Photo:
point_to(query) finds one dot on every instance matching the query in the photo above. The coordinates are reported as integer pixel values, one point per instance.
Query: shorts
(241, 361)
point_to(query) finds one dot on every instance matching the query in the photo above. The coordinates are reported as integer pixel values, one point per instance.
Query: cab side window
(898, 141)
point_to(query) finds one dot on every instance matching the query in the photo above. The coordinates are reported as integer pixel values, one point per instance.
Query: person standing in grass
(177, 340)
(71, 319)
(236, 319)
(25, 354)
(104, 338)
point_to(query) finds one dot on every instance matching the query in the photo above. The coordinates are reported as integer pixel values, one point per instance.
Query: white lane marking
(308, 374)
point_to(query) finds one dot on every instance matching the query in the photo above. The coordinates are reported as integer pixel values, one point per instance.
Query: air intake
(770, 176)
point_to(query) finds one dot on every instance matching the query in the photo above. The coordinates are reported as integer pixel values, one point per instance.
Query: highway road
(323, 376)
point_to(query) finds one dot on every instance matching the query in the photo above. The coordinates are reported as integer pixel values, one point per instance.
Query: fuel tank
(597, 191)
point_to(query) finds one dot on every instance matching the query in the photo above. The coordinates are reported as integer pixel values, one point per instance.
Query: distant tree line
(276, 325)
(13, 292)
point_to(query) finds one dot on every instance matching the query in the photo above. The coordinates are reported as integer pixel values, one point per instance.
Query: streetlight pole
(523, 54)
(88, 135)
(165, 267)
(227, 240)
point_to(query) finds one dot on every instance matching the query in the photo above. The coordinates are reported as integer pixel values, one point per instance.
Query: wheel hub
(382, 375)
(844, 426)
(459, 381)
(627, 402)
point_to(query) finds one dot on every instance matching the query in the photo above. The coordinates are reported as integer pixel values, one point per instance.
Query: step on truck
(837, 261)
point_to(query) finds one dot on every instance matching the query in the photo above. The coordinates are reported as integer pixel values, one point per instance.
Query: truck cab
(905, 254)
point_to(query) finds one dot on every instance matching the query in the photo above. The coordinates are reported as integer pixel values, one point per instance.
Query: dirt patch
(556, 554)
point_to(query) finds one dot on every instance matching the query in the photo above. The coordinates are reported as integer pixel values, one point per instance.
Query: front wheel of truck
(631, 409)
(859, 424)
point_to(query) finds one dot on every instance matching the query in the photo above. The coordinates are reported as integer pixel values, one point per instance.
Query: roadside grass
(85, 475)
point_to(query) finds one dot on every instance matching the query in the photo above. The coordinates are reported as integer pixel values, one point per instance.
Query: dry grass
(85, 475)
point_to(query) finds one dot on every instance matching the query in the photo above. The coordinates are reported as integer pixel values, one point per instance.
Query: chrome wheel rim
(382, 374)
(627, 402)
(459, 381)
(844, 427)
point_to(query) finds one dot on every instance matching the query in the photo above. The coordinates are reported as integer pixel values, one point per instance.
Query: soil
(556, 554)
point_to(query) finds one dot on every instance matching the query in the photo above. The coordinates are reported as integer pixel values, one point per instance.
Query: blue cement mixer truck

---+---

- _Directions for this task_: How many lines of the records above include the string "truck"? Reply with the number alone.

- _Result of the task_: 4